» **Excerpt to read**
★ ★ ★

General voltage-dependent K+ (Kv) channels has been proved to improve insulin secretion, membrane depolarization and Ca2+ influx in a glucose-dependent manner44-46. Among them, Kv2.1 and Kv2.2 are enriched in the pancreatic islets, and Kv2.1 is enhanced in pancreatic β-cells47. Kv2.1 modulates insulin secretion by affecting β-cells, and Kv2.2 regulates somatostatin release by affecting δ-cells. CMPE 100, 200, 500 μg/mL application to Human embryonic kidney 293 cells25 inhibited Kv2.1 channel currents in a dose-dependent manner. However, none of them had effect on Kv2.2 channel current. Also, CMPE application to NIT-1 (murine pancreatic β-cell) resulted in significant increase of insulin secretion (p<0.01). Therefore, selective inhibition of Kv2.1 without cross-inhibition of Kv2.2 would exhibit increase of insulin secretion without concern of adverse effects.
(b.2) In vivo
CMPE 2 g per 100 g diet fed to diabetic mice exhibited increase in serum insulin/glucagon ratio (p<0.05)35. CMPW 200 and 300 mg/kg were fed to STZ induced diabetic mice, and serum insulin was on the rise in both groups, dose-dependently (p<0.05)38.

★ ★ ★

» **Required tasks**
1. In the excerpt on Kv channels and insulin secretion, which channel's current was unaffected by every tested concentration of CMPE?
2. Pick up the excerpt on Kv channels and insulin secretion after its final sentence and continue writing it.

Saved entries:
★ ★ ★

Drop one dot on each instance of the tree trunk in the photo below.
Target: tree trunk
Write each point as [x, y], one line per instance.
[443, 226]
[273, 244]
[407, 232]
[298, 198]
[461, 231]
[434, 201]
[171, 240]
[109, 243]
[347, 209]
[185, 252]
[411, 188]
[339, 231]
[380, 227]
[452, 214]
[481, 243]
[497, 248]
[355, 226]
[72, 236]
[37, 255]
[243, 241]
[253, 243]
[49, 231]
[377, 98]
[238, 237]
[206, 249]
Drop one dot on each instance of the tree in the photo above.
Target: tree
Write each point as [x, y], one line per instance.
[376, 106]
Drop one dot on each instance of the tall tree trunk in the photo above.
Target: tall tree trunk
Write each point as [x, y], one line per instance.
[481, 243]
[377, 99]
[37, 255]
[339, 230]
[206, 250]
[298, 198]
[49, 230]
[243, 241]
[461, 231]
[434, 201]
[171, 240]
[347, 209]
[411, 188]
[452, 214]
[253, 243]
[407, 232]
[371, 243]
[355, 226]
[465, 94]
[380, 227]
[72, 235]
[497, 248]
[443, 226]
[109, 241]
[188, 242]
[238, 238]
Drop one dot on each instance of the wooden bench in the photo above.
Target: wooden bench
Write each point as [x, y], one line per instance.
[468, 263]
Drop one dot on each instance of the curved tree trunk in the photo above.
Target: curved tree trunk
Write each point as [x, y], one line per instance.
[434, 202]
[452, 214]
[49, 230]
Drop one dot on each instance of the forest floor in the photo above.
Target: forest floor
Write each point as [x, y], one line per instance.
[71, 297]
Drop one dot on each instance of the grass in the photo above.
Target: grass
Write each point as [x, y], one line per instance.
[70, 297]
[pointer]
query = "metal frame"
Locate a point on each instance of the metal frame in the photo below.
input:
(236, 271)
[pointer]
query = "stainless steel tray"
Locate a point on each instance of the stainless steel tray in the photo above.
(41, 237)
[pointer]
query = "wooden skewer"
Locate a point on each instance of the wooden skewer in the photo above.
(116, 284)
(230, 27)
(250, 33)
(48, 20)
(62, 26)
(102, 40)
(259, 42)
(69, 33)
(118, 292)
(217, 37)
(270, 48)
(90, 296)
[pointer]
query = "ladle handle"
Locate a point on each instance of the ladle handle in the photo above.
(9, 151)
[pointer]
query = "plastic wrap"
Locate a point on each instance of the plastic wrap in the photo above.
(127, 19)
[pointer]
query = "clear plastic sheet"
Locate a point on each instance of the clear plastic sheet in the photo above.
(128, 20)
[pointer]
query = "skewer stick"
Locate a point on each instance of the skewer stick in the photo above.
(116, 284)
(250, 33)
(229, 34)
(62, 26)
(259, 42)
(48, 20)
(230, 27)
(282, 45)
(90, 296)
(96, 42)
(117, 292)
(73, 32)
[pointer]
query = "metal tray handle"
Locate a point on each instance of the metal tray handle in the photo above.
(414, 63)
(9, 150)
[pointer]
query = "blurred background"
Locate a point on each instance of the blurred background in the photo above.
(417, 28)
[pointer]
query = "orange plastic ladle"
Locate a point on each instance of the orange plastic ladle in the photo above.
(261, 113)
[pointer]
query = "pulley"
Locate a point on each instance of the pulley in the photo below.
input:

★ ★ ★

» **Answers by task**
1. Kv2.2

2.
c) Glucose-regulating effect
(c.1) In vitro
In vitro study of CMPW 100, 200 and 300 mg/kg applied to L6 myotubes performed elevation of glucose uptake in myotubes (p<0.05)38.
(c.2) In vivo
In vivo study of CMPE 2 g per 100 g diet administration to diabetic mice demonstrated reduction of hepatic glycogen content (p<0.05)35.
d) Glycosylated Hemoglobin, Type A1C (HbA1c) reducing effect
(d.1) In vivo
CMPW 200 and 300 mg/kg were fed to STZ induced diabetic mice, and it resulted in decrease of HbA1c index (p<0.05).
e) Amelioration of glucose tolerance
(e.1) In vivo
In HFD mice, CBP ethanol extract (CBPE) 0.2% and 0.5% induced decrease in Area Under the Receiver Operating Characteristic Curve (AUC) value of glucose tolerance test (GTT) (p<0.05) in both groups36. On a study conducted in 2017, fermented Chenpi showed decrease in AUC of Intraperitoneal Glucose Tolerance Test (IPGTT)28. Among them, only 0.3% FCMPE has significant effect, suggesting that fermented Chenpi has better effect than normal Chenpi, and it’s efficient in low dose.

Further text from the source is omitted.